In september 2016 gaf de FDA toestemming voor het op de markt brengen van een eerste geneesmiddel voor de ernstige spierziekte Duchenne. Maar de controverse rondom het potentiële medicijn is groot.

Een op de vijfduizend jongens wordt geboren met Duchenne spierdystrofie. Door een genetische fout kunnen zij geen dystrofine, het eiwit dat spieren veerkracht en stevigheid geeft, aanmaken. Patiënten verzwakken zienderogen, zitten meestal vanaf hun twaalfde levensjaar in een rolstoel en worden zelden ouder dan 35 jaar. De ziekte is niet te genezen, maar eteplirsen (merknaam exondys 51), een middel dat het eiwit dystrofine deels herstelt, zou het ziekteproces vertragen. Fabrikant Sarepta Therapeutics vroeg vorig jaar toestemming aan de Amerikaanse geneesmiddelenautoriteit FDA om eteplirsen op te markt te mogen brengen.

++++++++++++++++++++

### Opgaven
A) Beantwoord graag deze vragen over de tekst over Duchenne, elk kort:
(i) In welke maand en welk jaar gaf de FDA toestemming voor een eerste geneesmiddel tegen Duchenne?
(ii) Hoeveel jongens worden geboren met Duchenne spierdystrofie?
(iii) Onder welke merknaam is eteplirsen bekend?
B) Schrijf de tekst over Duchenne verder, te beginnen na de laatste zin.

++++++++++++++++++++

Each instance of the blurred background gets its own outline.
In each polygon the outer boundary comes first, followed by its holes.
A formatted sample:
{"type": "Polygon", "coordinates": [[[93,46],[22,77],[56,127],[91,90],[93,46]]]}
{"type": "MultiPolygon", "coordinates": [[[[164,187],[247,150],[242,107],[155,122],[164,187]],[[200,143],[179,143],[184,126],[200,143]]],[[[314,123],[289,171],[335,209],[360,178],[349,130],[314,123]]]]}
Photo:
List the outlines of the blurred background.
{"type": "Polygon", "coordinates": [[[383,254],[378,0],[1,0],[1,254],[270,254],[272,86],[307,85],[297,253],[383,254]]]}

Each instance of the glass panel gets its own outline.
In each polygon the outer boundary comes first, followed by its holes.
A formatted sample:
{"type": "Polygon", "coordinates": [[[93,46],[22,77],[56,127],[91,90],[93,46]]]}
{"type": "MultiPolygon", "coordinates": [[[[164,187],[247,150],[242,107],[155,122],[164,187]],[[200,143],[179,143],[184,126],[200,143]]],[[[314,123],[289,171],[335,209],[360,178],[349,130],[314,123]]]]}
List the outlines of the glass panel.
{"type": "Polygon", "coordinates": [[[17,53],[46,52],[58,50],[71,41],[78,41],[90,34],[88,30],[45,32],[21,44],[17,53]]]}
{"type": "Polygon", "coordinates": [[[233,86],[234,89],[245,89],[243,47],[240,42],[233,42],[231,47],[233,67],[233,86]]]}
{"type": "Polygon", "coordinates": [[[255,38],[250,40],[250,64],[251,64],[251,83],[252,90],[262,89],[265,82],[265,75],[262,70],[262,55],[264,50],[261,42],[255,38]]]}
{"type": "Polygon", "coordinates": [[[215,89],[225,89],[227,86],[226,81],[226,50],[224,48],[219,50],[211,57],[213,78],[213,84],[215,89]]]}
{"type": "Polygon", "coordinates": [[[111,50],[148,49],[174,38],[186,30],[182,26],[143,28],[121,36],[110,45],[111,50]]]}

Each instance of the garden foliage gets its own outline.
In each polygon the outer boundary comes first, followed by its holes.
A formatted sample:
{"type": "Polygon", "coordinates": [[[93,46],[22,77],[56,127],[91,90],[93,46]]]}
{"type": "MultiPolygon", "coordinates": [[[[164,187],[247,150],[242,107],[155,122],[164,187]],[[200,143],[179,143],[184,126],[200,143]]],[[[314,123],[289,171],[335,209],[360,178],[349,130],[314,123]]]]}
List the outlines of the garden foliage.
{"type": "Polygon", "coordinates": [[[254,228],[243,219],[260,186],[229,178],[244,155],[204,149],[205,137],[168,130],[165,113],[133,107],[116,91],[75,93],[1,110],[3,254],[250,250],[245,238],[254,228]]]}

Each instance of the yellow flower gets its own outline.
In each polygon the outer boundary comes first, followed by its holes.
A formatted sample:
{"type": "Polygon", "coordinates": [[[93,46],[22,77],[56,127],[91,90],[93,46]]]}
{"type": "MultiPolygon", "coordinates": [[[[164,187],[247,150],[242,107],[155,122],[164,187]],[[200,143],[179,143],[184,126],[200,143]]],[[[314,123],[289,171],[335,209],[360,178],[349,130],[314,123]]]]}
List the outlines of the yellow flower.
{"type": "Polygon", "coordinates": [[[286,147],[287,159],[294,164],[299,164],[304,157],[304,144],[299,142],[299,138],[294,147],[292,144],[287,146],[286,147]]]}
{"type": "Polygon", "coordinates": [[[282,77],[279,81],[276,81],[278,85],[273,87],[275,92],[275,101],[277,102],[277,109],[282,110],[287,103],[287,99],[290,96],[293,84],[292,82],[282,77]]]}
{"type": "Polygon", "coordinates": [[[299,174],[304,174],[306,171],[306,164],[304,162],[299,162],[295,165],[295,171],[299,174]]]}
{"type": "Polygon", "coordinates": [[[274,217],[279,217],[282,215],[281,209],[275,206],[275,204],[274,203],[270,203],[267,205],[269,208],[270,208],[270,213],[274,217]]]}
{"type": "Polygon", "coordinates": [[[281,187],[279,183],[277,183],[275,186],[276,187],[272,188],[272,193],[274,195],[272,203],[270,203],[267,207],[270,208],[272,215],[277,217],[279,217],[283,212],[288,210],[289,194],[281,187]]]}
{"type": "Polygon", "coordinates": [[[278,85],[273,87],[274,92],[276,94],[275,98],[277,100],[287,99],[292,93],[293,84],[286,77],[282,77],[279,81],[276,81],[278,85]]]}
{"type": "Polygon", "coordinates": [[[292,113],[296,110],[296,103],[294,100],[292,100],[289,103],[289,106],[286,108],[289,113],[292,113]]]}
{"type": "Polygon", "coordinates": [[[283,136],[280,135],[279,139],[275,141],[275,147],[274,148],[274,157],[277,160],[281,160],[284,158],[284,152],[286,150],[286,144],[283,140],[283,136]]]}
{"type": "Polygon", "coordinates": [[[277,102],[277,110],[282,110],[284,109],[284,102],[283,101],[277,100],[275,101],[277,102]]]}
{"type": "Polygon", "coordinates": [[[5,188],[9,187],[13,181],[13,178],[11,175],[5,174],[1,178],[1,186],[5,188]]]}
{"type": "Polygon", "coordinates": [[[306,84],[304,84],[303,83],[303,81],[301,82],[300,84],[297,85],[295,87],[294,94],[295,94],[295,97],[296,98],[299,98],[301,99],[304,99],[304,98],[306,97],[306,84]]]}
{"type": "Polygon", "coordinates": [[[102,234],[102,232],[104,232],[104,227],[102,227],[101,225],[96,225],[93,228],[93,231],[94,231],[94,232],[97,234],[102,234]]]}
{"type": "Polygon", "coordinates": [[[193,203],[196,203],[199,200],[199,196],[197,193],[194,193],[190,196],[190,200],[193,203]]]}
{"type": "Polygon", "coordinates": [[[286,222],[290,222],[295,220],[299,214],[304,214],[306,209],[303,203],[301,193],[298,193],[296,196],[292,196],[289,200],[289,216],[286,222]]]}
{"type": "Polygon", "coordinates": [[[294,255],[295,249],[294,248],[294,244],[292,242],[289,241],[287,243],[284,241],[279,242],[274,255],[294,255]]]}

++++++++++++++++++++

### Antwoorden op volgorde
A)
(i) In september 2016.
(ii) Een op de vijfduizend jongens.
(iii) Exondys 51.

B)
Niet overtuigd

Het bewijs dat hij aanleverde kwam van een studie in twaalf patiënten. Hieruit bleek dat na ruim drie jaar behandeling de functionele testdata (de ‘6 minuten looptest’, red.) niet voldoende uitsluitsel gaven, en dat dystrofine met slechts 0,9 % toenam. De wetenschappelijke reviewers van de FDA waren niet overtuigd van de werking, maar na maandenlang gesteggel overrulede Janet Woodcock, directeur van het FDA Center for Drug Evaluation and Drug Research, hen. Volgens haar moet de FDA ‘gezien de levensbedreigende aard van Duchenne en het gebrek aan alternatieve behandelingen de grootst mogelijke flexibiliteit tonen aangaande de overweging van eteplirsens effectiviteit’.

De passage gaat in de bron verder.